** DIRECTION **
Give every line of the records below as a numbered list, skipping any blank lines.

### RECORDS SHOWN ###

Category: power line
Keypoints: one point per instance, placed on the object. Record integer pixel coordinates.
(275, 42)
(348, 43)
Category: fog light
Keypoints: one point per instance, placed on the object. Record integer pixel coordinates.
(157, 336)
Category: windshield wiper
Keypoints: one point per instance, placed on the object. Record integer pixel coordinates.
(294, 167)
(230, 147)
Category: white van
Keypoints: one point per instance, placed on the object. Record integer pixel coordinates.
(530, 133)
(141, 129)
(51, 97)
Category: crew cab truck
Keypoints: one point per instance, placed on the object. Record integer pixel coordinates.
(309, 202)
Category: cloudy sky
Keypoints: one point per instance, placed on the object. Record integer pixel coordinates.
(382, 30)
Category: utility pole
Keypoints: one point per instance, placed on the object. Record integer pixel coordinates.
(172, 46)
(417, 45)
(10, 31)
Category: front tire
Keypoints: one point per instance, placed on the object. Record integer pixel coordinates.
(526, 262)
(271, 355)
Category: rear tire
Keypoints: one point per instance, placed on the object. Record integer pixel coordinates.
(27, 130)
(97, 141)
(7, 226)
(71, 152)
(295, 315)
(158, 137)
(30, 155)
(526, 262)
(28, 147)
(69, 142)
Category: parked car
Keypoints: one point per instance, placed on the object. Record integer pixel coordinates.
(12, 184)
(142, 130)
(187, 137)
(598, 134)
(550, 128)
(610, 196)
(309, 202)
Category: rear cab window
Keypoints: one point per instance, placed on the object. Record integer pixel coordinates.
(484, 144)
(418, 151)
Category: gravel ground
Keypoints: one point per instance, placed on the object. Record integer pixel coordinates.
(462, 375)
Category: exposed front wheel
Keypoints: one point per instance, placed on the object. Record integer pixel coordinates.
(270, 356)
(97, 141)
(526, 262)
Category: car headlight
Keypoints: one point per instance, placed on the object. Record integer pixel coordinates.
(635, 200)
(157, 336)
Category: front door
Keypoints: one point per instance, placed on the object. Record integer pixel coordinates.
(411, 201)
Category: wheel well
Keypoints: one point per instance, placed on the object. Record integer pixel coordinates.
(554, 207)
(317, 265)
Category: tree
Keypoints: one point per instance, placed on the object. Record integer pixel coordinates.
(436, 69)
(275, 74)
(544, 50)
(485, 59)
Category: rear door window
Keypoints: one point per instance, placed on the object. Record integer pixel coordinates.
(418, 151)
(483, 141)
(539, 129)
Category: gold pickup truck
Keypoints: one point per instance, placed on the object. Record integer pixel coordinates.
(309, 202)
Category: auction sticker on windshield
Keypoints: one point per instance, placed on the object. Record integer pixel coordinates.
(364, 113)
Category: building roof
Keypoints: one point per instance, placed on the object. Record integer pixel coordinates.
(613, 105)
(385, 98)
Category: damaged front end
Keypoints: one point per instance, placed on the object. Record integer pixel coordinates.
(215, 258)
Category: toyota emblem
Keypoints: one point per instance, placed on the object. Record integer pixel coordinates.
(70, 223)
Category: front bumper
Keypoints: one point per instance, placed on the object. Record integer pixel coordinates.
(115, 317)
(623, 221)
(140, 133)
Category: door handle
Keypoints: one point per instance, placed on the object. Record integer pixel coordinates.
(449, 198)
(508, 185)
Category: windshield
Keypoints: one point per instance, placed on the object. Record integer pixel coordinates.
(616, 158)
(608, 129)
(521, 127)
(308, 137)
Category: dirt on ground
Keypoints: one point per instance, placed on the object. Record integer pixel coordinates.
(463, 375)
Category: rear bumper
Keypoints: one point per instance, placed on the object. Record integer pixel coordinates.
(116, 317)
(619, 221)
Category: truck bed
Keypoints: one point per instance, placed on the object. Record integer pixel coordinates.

###

** TASK ANSWER **
1. Category: power line
2. Keypoints: one point per instance, placed on the object. Record integer pixel coordinates.
3. (275, 42)
4. (348, 43)
5. Category: fog light
6. Keypoints: one point per instance, placed on the object. Record integer pixel coordinates.
7. (157, 336)
8. Category: windshield wiper
9. Keypoints: one point per instance, placed on the object. Record integer pixel coordinates.
10. (294, 167)
11. (230, 147)
12. Category: white van
13. Keypoints: one point per instance, placed on the object. Record integer pixel coordinates.
14. (530, 133)
15. (141, 129)
16. (51, 97)
17. Category: crew cab truck
18. Keypoints: one point per instance, placed on the object. Record integer pixel coordinates.
19. (309, 202)
20. Category: cloudy sky
21. Keypoints: one point per instance, placed on the object. Record integer pixel coordinates.
22. (382, 30)
23. Category: utility pole
24. Keypoints: one point per instance, placed on the object. Record integer pixel coordinates.
25. (172, 46)
26. (417, 45)
27. (10, 31)
28. Category: front tire
29. Keypoints: one point per instance, placed on the object. Record integer pixel coordinates.
30. (526, 262)
31. (271, 355)
32. Category: rear tire
33. Keypoints: one point per instance, placed on the object. Record integer pixel coordinates.
34. (27, 130)
35. (97, 141)
36. (7, 226)
37. (71, 152)
38. (295, 315)
39. (158, 137)
40. (30, 155)
41. (526, 262)
42. (28, 147)
43. (69, 142)
44. Category: parked car
45. Keypoints: one point per instance, placed on the object. Record integer pixel coordinates.
46. (12, 184)
47. (142, 130)
48. (187, 137)
49. (598, 134)
50. (550, 128)
51. (610, 196)
52. (309, 202)
53. Category: rear cab window
54. Keypoints: one point per instance, placed on the object. Record integer pixel coordinates.
55. (484, 144)
56. (418, 151)
57. Category: gravel ground
58. Keypoints: one point per instance, placed on the object. Record integer pixel coordinates.
59. (462, 375)
60. Category: exposed front wheel
61. Keypoints: one point per instance, placed on the object. Record integer pixel coordinates.
62. (270, 356)
63. (97, 141)
64. (526, 262)
65. Category: car headlight
66. Keypoints: one point per instance, placed on the object. Record integer pixel coordinates.
67. (635, 200)
68. (157, 336)
69. Category: front door
70. Keypoints: one point per instance, placed on the object. Record integer pixel coordinates.
71. (411, 201)
72. Category: wheel well
73. Keypoints: one point per instance, placed on the object. Record integer pixel coordinates.
74. (554, 207)
75. (317, 265)
76. Category: tree
77. Keypoints: one point per instance, placed on the object. Record integer pixel coordinates.
78. (436, 69)
79. (275, 74)
80. (544, 50)
81. (485, 59)
82. Category: rear door window
83. Keypoints: one point per instance, placed on the object. Record integer pixel coordinates.
84. (418, 151)
85. (483, 141)
86. (539, 129)
87. Category: gold pickup truck
88. Keypoints: one point per instance, placed on the object. Record integer pixel coordinates.
89. (309, 202)
90. Category: auction sticker on windshield
91. Keypoints: one point per instance, placed on the object. Record integer pixel coordinates.
92. (364, 113)
93. Category: building roof
94. Keypoints: one point per instance, placed on the object. Record integer pixel coordinates.
95. (613, 105)
96. (385, 98)
97. Category: damaged front end
98. Keypoints: one point per instance, placed on the object. Record integer pixel coordinates.
99. (215, 258)
100. Category: toyota emblem
101. Keypoints: one point per instance, placed on the object. Record integer pixel coordinates.
102. (70, 223)
103. Category: front bumper
104. Keypoints: one point per instance, placed on the object. Record integer pixel coordinates.
105. (115, 317)
106. (623, 221)
107. (140, 133)
108. Category: door handle
109. Keypoints: one point per instance, placed on the object. Record integer pixel coordinates.
110. (449, 198)
111. (508, 185)
112. Category: windshield
113. Keypoints: one point per instance, placed on the object. Record integer pixel coordinates.
114. (616, 158)
115. (608, 129)
116. (521, 127)
117. (308, 137)
118. Category: dirt on ground
119. Keypoints: one point per instance, placed on the object. Record integer pixel coordinates.
120. (463, 375)
121. Category: rear bumper
122. Keypoints: one point per instance, placed on the object. Record integer pixel coordinates.
123. (116, 317)
124. (619, 221)
125. Category: truck bed
126. Keypoints: one point per instance, placed on the object. Record integer pixel coordinates.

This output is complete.